Referring expression pointing data:
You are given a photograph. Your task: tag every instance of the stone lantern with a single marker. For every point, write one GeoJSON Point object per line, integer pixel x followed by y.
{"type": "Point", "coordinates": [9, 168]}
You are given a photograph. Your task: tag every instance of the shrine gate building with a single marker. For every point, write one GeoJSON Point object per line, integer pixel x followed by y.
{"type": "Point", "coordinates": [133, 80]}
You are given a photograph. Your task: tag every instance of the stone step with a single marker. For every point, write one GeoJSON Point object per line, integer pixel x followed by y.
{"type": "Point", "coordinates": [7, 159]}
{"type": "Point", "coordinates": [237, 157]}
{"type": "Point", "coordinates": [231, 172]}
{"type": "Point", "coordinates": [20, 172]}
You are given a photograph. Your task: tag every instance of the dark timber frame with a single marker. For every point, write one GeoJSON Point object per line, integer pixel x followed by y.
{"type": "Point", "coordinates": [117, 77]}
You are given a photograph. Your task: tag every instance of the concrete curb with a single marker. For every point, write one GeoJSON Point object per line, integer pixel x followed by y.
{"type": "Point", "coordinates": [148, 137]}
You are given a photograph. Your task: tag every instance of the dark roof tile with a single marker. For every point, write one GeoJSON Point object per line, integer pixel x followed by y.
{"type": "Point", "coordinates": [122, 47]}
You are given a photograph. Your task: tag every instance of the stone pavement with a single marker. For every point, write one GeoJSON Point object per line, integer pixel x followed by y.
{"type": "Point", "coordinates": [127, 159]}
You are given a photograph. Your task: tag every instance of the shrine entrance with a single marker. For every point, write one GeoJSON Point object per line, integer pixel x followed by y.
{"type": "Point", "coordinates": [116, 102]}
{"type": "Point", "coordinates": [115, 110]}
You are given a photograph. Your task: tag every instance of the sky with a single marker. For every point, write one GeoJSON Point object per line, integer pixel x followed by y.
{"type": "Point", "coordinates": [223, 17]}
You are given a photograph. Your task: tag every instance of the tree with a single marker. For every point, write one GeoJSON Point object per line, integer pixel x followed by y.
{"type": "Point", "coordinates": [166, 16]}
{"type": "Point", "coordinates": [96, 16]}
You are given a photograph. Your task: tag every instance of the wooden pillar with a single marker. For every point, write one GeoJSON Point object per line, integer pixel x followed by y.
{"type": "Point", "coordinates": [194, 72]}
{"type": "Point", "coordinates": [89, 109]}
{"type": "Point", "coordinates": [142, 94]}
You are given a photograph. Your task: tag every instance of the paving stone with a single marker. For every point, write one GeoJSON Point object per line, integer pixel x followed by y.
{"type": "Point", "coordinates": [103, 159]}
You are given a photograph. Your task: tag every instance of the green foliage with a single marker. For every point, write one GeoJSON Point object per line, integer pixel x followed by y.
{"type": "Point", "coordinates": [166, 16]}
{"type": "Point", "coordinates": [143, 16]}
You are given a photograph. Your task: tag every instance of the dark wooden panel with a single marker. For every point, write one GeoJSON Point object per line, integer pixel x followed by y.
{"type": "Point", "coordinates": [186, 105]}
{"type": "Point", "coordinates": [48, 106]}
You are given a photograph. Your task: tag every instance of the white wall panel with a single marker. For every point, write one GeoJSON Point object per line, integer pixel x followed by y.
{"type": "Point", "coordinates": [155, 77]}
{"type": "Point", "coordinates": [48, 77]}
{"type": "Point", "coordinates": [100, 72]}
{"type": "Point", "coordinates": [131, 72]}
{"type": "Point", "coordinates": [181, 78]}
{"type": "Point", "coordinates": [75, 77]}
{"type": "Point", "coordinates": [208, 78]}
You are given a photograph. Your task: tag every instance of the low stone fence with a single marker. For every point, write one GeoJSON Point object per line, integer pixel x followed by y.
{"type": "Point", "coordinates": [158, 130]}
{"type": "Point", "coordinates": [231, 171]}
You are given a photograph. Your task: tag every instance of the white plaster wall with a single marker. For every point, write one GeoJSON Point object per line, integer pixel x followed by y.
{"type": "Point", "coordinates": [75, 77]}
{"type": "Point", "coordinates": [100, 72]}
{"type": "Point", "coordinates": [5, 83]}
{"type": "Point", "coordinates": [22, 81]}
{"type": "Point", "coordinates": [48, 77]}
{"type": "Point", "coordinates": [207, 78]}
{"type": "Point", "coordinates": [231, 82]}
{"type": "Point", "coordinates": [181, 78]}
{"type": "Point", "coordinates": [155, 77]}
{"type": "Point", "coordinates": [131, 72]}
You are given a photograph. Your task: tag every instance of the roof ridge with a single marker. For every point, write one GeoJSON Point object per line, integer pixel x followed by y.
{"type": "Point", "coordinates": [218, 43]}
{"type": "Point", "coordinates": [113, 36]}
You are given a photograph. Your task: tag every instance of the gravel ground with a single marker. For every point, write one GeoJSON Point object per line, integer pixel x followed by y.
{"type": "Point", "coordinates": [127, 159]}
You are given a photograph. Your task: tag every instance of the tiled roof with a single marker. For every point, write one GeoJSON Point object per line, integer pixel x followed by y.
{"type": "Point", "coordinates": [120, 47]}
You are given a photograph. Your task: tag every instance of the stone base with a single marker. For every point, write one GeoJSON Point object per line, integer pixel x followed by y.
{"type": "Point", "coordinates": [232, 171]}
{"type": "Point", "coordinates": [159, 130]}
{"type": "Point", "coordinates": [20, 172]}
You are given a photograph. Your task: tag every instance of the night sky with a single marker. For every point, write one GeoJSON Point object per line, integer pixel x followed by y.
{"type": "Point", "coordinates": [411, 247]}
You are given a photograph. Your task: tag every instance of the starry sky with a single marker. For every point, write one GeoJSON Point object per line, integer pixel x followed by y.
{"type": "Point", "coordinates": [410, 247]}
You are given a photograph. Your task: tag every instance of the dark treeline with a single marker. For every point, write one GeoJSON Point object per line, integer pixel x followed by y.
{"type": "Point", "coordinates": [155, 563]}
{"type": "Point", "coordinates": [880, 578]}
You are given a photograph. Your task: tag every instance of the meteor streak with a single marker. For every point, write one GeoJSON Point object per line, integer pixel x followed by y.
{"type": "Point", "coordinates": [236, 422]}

§ Prompt: Produce a word-for-word restatement of all the records.

§ Task result:
You are given a photograph. Your task: tag every instance of the stone lantern with a single marker. For every point, write one GeoJSON Point object per line, integer pixel x followed by y.
{"type": "Point", "coordinates": [9, 168]}
You are given a photograph. Your task: tag every instance of the shrine gate building with a single marker. For every point, write one GeoJSON Point object per line, integer pixel x followed by y.
{"type": "Point", "coordinates": [133, 80]}
You are given a photograph. Your task: tag every instance of the stone step with a single marker. For every point, write one GeoJSON Point object per line, integer pixel x followed by y.
{"type": "Point", "coordinates": [7, 159]}
{"type": "Point", "coordinates": [237, 157]}
{"type": "Point", "coordinates": [231, 172]}
{"type": "Point", "coordinates": [20, 172]}
You are given a photograph. Your task: tag every instance of the dark timber frame with a single marker. For every point, write one GeoJSON Point object per line, integer pixel x followed by y.
{"type": "Point", "coordinates": [117, 77]}
You are given a photograph. Your task: tag every instance of the concrete curb with a single marker. For every point, write one GeoJSON Point object per line, integer pixel x followed by y.
{"type": "Point", "coordinates": [148, 137]}
You are given a photograph. Your task: tag every instance of the dark roof tile with a single marker. For every point, write one GeoJSON Point object per line, integer pixel x followed by y.
{"type": "Point", "coordinates": [122, 47]}
You are given a photograph. Your task: tag every instance of the stone pavement with a single marker. For every point, write one GeoJSON Point object per line, integer pixel x followed by y.
{"type": "Point", "coordinates": [127, 159]}
You are given a photograph. Your task: tag every instance of the shrine entrance with a single marker. For every point, write one GeoJSON Point object per line, integer pixel x followed by y.
{"type": "Point", "coordinates": [116, 102]}
{"type": "Point", "coordinates": [115, 110]}
You are given a photograph. Your task: tag every instance of the sky with a single marker. For every point, write one GeoJSON Point object per line, integer pixel x followed by y.
{"type": "Point", "coordinates": [223, 17]}
You are given a photograph. Your task: tag every instance of the tree with a single marker. For every point, write one GeoJSON Point object per line, integer pixel x followed by y.
{"type": "Point", "coordinates": [166, 16]}
{"type": "Point", "coordinates": [96, 16]}
You are given a photograph. Your task: tag every instance of the wooden pillar with a single marker. For every point, write one GeoJSON Point object per line, integer pixel x followed by y.
{"type": "Point", "coordinates": [194, 72]}
{"type": "Point", "coordinates": [89, 109]}
{"type": "Point", "coordinates": [142, 94]}
You are given a photograph. Your task: tag every instance of the paving stone with a single marker. For every point, write one GeoJSON Point object per line, integer pixel x followed by y.
{"type": "Point", "coordinates": [103, 159]}
You are given a photograph. Your task: tag every instance of the green foliage with a single marker. For every point, write one GeoJSON Point object per line, integer pixel x followed by y.
{"type": "Point", "coordinates": [166, 16]}
{"type": "Point", "coordinates": [143, 16]}
You are given a photograph. Your task: tag every instance of the dark wooden panel with a single marker. For every point, write one GeoJSON Point object per line, integer pixel x followed by y.
{"type": "Point", "coordinates": [186, 105]}
{"type": "Point", "coordinates": [48, 106]}
You are given a photograph. Your task: tag every instance of the white wall panel with a single marker. For every point, write one GeoJSON Point object per line, integer pixel x followed by y.
{"type": "Point", "coordinates": [155, 77]}
{"type": "Point", "coordinates": [48, 77]}
{"type": "Point", "coordinates": [100, 72]}
{"type": "Point", "coordinates": [131, 72]}
{"type": "Point", "coordinates": [181, 78]}
{"type": "Point", "coordinates": [75, 77]}
{"type": "Point", "coordinates": [208, 78]}
You are given a photograph. Your task: tag every instance of the low stone fence with a single marker. For every point, write one GeoJSON Point object per line, integer pixel x followed by y.
{"type": "Point", "coordinates": [158, 130]}
{"type": "Point", "coordinates": [231, 171]}
You are given a photograph. Your task: tag every instance of the white plaster wall with a single marker. For every point, write one GeoJSON Point object per line, integer pixel x followed by y.
{"type": "Point", "coordinates": [75, 77]}
{"type": "Point", "coordinates": [100, 72]}
{"type": "Point", "coordinates": [5, 83]}
{"type": "Point", "coordinates": [22, 81]}
{"type": "Point", "coordinates": [48, 77]}
{"type": "Point", "coordinates": [207, 78]}
{"type": "Point", "coordinates": [231, 82]}
{"type": "Point", "coordinates": [181, 78]}
{"type": "Point", "coordinates": [155, 77]}
{"type": "Point", "coordinates": [131, 72]}
You are given a photograph. Your task: tag every instance of the roof ridge with a single marker. For every point, write one GeoJSON Point object per line, integer pixel x followed by y.
{"type": "Point", "coordinates": [218, 43]}
{"type": "Point", "coordinates": [113, 36]}
You are given a photograph. Your task: tag every instance of the gravel ground with a single marker. For every point, write one GeoJSON Point object per line, integer pixel x followed by y.
{"type": "Point", "coordinates": [127, 159]}
You are given a photograph. Your task: tag every instance of the tiled roof with a single marker. For every point, write one GeoJSON Point object per line, integer pixel x followed by y.
{"type": "Point", "coordinates": [120, 47]}
You are given a photograph. Your task: tag every instance of the stone base with a single marker. For every point, write one GeoJSON Point object per line, integer pixel x followed by y.
{"type": "Point", "coordinates": [232, 171]}
{"type": "Point", "coordinates": [159, 130]}
{"type": "Point", "coordinates": [20, 172]}
You are given a photograph. Your task: tag every instance of the night sky with a single marker. For every point, write one GeoJSON Point object per line, integer pixel x followed by y.
{"type": "Point", "coordinates": [411, 247]}
You are given a photograph. Your task: tag every instance of the starry sky with a single marker. For every point, write one GeoJSON Point object per line, integer pixel x followed by y.
{"type": "Point", "coordinates": [410, 247]}
You are given a photograph. Your task: tag every instance of the dark treeline with a single marker. For every point, write one GeoJSON Point object per line, integer pixel x followed by y.
{"type": "Point", "coordinates": [155, 563]}
{"type": "Point", "coordinates": [880, 578]}
You are given a photograph. Your task: tag every instance of the meteor streak with a single marker. For every point, write one GeoJSON Point object per line, integer pixel x followed by y.
{"type": "Point", "coordinates": [236, 422]}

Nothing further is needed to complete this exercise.